#### Directions for this task
Please put the lines below into a Markdown table with the columns No. and Line, starting with the line that contains "Please locate the church" and going on through the line that contains "[0, 253, 450, 298]", with blank lines left out.

#### Material supplied
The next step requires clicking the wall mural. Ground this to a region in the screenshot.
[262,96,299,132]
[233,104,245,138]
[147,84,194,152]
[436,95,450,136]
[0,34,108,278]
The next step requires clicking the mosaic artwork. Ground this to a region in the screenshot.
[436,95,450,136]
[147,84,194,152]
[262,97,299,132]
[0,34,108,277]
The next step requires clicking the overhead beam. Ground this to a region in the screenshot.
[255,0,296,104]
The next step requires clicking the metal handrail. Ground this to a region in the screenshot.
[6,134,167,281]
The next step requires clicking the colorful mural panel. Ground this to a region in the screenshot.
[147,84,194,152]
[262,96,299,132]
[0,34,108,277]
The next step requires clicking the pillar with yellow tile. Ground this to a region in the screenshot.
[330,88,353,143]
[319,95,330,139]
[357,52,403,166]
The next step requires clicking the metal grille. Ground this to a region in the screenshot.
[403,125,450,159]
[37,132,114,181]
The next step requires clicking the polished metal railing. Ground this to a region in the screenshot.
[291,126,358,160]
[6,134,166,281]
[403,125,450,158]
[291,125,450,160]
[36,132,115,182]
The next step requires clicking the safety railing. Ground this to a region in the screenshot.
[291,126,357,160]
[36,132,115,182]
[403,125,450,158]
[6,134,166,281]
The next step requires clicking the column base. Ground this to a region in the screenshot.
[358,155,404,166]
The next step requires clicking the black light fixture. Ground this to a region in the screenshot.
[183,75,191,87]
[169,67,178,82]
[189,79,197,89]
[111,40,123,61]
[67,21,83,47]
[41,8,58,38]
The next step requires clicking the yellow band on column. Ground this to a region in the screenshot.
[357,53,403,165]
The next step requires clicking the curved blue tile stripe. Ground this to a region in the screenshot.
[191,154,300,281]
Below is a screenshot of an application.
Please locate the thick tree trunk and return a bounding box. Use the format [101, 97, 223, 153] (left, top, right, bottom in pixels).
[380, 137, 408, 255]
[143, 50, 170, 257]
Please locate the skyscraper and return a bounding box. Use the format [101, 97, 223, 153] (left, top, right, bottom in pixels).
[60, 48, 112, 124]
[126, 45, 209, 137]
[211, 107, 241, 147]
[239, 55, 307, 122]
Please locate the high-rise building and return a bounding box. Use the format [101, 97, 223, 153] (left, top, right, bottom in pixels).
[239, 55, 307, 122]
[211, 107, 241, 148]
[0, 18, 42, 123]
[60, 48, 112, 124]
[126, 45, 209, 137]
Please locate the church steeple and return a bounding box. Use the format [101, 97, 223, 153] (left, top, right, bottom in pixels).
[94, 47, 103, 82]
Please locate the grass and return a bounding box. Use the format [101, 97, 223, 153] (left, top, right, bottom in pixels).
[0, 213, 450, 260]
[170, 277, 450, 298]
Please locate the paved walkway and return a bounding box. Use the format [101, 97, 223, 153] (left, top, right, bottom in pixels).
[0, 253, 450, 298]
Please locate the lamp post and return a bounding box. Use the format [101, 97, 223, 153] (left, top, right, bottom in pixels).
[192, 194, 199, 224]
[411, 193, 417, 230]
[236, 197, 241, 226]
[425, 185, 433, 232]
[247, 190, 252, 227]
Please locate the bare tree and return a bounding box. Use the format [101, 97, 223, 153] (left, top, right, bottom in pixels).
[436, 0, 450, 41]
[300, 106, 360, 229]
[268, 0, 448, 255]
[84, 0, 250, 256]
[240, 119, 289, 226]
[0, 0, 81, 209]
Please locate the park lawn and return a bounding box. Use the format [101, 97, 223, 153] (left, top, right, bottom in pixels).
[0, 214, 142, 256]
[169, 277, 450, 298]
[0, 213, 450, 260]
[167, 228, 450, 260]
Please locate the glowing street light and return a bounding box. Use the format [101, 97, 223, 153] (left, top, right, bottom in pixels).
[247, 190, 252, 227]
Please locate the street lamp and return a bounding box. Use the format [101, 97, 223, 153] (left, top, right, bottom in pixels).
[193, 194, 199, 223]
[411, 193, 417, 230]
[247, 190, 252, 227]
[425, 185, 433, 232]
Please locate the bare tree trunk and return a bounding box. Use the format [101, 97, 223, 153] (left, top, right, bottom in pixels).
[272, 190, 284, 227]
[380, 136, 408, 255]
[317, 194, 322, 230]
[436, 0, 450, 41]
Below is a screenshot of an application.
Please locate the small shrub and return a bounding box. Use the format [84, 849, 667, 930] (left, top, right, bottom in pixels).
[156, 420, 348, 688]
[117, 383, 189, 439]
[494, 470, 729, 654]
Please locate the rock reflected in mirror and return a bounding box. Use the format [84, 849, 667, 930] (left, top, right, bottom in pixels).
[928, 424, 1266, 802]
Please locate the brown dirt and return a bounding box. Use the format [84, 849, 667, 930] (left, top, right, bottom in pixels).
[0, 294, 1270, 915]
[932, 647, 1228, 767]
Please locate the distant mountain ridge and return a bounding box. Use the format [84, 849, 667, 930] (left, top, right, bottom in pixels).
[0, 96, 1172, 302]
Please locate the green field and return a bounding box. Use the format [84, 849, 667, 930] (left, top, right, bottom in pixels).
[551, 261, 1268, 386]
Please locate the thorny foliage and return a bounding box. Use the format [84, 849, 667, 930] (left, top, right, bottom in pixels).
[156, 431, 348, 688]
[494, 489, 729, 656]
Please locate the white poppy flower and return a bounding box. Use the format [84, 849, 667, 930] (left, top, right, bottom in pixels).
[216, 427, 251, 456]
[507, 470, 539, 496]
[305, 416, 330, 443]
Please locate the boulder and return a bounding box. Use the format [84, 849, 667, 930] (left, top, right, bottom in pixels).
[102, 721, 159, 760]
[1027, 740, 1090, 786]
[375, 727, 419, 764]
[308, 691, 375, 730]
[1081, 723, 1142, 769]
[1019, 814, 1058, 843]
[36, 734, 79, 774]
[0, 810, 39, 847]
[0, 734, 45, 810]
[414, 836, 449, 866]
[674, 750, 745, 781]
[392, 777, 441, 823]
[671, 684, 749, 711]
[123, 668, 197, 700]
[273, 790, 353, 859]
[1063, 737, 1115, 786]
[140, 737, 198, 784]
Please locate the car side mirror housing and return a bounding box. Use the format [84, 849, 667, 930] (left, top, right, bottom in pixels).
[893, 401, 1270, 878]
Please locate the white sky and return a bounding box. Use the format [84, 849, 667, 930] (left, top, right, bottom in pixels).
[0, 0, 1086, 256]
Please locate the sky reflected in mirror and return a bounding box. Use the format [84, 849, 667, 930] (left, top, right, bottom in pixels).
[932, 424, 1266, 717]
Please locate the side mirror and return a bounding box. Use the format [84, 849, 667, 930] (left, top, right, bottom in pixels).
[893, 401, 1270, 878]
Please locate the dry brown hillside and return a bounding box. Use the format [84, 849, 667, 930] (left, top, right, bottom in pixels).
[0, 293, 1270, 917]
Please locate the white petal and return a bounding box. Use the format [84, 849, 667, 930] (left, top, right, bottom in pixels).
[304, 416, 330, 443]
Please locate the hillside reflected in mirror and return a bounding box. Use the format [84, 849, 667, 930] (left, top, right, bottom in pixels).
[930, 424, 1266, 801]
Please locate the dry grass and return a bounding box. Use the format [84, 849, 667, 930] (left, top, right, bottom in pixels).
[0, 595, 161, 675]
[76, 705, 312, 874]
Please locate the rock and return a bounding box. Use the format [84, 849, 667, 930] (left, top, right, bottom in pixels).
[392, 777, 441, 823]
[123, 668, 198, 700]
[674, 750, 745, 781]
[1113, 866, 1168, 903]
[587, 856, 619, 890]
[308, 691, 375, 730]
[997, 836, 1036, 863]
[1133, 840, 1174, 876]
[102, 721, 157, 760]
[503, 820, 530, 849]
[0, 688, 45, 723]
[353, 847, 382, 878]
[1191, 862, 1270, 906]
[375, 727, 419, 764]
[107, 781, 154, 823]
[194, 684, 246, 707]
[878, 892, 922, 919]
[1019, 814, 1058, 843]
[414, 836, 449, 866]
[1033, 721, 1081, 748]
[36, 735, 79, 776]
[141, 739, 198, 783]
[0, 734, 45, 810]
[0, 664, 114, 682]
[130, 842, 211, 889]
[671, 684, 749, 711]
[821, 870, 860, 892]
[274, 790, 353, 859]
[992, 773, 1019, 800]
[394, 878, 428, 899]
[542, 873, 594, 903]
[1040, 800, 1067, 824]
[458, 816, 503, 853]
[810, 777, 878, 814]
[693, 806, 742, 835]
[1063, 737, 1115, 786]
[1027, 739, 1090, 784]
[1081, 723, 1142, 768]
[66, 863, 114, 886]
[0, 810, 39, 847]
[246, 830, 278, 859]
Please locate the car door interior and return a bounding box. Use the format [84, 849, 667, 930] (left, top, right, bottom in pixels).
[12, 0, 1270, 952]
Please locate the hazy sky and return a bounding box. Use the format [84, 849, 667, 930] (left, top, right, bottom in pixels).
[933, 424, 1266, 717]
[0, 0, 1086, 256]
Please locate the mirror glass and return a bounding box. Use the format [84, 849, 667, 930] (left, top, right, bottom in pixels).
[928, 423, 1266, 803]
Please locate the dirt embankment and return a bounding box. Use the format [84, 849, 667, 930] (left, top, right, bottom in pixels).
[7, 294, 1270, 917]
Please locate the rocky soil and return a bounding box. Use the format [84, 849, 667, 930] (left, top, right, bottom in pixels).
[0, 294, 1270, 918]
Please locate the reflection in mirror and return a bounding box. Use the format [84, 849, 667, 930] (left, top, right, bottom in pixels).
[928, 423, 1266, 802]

#### Result of this exercise
| No. | Line |
|---|---|
| 1 | Please locate the church steeple and return a bounding box. Use the format [101, 97, 223, 153] (left, top, right, bottom in pixels). |
| 2 | [94, 47, 103, 82] |
| 3 | Please locate the grass and return a bounding box. Use the format [101, 97, 223, 153] (left, top, right, bottom in pixels). |
| 4 | [0, 213, 450, 260] |
| 5 | [170, 277, 450, 298] |
| 6 | Please locate the paved walkway and return a bounding box. Use the format [101, 97, 223, 153] (left, top, right, bottom in pixels). |
| 7 | [0, 253, 450, 298] |